(READING TEXT begins)
Halloween might be a fun time for kids and their families. But for dogs it can turn into a nightmare. To prevent mishaps, simply follow these basic steps.
1. Trick-or-Treat Candy Is Not For Dogs
All forms of chocolate — especially baking or dark chocolate — can be dangerous, even lethal, for dogs and cats. Symptoms of chocolate poisoning may include vomiting, diarrhea, rapid breathing, increased heart rate, and seizures. Halloween candies containing the artificial sweetener xylitol can also be poisonous to dogs. Even small amounts of xylitol can cause a sudden drop in blood sugar and subsequent loss of coordination and seizures. And while xylitol toxicity in cats has yet to be established, it’s better to be safe than sorry.
2. Do Not Leave Your Dog Outside In The Yard During Halloween
Surprisingly, vicious pranksters have been known to tease, injure, steal, and even kill pets on Halloween night. Inexcusable? Yes! But preventable nonetheless.
(READING TEXT ends)
(DATA PROVIDED begins)
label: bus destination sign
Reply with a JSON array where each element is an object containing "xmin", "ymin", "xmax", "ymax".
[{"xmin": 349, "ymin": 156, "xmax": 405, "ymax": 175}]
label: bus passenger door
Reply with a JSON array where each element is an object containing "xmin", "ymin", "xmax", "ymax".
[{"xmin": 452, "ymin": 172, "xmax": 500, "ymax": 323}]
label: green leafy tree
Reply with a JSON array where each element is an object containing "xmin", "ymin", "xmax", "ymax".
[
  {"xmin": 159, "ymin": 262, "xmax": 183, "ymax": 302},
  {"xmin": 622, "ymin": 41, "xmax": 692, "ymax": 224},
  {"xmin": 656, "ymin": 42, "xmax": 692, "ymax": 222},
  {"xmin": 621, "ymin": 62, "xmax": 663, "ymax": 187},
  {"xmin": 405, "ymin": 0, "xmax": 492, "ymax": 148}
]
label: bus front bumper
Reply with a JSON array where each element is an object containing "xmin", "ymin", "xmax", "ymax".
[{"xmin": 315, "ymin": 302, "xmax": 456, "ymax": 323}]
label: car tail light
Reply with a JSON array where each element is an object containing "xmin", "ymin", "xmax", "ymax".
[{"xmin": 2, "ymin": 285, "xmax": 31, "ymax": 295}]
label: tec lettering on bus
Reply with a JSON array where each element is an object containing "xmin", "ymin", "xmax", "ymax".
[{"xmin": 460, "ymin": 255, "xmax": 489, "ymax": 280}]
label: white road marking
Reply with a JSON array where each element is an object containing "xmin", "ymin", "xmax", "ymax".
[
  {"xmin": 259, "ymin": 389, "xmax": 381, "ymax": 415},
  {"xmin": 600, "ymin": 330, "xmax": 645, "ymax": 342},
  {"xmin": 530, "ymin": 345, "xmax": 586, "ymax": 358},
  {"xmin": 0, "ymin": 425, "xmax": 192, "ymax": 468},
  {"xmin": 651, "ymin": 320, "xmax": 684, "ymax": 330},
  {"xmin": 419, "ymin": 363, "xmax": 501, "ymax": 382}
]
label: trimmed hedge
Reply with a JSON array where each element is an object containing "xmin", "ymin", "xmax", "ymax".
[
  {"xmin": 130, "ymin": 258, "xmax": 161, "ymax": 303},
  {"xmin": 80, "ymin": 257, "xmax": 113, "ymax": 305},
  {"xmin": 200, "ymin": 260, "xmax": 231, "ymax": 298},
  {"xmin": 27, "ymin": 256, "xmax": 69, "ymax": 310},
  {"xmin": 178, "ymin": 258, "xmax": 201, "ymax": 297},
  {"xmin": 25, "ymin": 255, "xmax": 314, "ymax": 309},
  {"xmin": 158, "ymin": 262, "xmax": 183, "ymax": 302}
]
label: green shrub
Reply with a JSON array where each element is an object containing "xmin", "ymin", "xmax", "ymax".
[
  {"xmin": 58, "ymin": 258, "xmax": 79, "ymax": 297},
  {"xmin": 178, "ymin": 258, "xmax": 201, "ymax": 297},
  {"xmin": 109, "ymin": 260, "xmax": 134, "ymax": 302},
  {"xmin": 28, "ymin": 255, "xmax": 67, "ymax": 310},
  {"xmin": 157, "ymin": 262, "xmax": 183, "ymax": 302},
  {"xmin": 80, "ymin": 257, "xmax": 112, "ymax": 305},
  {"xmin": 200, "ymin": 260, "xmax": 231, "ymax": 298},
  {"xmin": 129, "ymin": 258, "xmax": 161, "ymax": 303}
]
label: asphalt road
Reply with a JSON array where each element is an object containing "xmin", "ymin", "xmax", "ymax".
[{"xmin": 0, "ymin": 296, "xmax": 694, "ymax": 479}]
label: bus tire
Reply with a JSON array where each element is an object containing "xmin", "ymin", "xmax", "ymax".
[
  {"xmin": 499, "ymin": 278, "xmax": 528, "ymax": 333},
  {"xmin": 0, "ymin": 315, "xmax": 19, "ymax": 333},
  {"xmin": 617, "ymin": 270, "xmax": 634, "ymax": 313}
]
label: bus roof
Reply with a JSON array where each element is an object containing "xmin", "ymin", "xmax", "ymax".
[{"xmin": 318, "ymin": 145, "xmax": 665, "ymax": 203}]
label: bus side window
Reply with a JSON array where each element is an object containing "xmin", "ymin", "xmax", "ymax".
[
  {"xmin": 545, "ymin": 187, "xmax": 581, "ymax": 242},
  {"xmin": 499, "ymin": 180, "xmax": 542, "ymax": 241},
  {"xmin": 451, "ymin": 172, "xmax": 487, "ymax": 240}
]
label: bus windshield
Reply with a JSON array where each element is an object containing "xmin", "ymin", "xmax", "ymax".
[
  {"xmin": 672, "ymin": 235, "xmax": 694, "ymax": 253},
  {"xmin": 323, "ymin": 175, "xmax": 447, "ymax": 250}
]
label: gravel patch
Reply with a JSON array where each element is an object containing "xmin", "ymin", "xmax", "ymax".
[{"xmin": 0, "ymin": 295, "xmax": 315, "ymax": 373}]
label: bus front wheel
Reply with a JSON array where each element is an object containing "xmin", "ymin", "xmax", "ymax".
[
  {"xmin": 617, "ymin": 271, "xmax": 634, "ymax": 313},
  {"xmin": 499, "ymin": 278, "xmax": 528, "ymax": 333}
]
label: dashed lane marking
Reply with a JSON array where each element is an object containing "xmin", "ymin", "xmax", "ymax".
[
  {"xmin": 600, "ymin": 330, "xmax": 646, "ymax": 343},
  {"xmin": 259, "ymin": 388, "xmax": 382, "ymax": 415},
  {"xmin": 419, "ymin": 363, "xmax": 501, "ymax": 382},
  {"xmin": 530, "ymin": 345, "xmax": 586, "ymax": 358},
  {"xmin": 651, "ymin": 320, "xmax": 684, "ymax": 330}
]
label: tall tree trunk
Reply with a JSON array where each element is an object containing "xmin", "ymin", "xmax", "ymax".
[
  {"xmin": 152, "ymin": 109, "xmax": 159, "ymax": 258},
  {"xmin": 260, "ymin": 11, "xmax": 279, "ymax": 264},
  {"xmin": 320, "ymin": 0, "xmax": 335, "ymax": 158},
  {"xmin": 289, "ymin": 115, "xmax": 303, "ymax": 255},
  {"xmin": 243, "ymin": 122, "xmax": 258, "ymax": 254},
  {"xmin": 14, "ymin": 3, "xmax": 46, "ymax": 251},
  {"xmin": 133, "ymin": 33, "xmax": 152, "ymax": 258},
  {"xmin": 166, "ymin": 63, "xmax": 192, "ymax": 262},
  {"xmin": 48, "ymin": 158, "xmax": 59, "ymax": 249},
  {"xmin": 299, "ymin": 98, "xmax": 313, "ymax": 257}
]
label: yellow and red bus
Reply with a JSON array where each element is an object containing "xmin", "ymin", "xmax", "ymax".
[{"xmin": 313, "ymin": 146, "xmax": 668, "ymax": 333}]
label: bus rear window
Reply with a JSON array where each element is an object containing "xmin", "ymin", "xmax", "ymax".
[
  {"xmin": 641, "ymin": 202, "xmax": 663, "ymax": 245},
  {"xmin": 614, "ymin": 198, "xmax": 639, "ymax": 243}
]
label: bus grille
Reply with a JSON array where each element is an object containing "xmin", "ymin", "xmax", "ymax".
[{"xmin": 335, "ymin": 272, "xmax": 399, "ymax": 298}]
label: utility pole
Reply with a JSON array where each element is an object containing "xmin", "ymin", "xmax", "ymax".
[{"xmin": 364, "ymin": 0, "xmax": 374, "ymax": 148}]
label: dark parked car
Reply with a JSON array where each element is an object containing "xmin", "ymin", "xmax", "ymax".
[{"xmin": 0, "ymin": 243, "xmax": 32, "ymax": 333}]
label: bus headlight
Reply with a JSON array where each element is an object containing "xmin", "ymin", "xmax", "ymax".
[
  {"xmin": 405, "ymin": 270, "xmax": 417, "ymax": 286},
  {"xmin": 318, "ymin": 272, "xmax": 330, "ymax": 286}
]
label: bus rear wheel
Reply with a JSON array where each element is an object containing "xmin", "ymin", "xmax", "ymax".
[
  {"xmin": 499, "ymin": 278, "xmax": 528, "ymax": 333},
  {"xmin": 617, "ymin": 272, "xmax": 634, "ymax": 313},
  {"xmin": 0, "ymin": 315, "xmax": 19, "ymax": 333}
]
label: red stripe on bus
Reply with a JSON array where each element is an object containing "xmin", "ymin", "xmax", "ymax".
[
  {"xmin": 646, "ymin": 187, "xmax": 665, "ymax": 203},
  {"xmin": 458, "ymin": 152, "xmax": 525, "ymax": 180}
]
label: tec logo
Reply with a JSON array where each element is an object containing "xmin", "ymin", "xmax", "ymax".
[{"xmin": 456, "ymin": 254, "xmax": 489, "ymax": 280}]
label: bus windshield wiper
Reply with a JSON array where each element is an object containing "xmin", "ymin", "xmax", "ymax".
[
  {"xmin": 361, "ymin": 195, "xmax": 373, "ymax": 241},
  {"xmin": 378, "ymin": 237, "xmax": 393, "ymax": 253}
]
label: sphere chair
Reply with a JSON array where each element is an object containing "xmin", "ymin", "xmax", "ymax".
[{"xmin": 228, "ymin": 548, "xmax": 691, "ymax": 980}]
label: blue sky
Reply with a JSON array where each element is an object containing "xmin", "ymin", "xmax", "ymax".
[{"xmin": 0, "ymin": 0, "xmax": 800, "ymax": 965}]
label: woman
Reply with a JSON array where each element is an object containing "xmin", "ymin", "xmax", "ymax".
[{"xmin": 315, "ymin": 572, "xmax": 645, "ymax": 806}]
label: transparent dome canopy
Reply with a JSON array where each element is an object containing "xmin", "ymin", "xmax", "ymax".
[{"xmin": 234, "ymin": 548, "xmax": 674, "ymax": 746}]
(DATA PROVIDED ends)
TO DO
- 1) Say whether each statement agrees with the Halloween dog-safety text, answering yes or no and quoting the deciding words: (a) Baking and dark chocolate are singled out as especially dangerous. (b) Xylitol toxicity in cats has been established. (c) Dogs should be left in the yard on Halloween.
- 2) List every symptom of chocolate poisoning that the Halloween dog-safety text names.
The entries come from a separate source.

ANSWERS TO THE PROBLEMS
- 1)
(a) Yes: "All forms of chocolate — especially baking or dark chocolate — can be dangerous, even lethal, for dogs and cats."
(b) No: "while xylitol toxicity in cats has yet to be established"
(c) No: "Do Not Leave Your Dog Outside In The Yard During Halloween"

- 2) Vomiting, diarrhea, rapid breathing, increased heart rate, and seizures.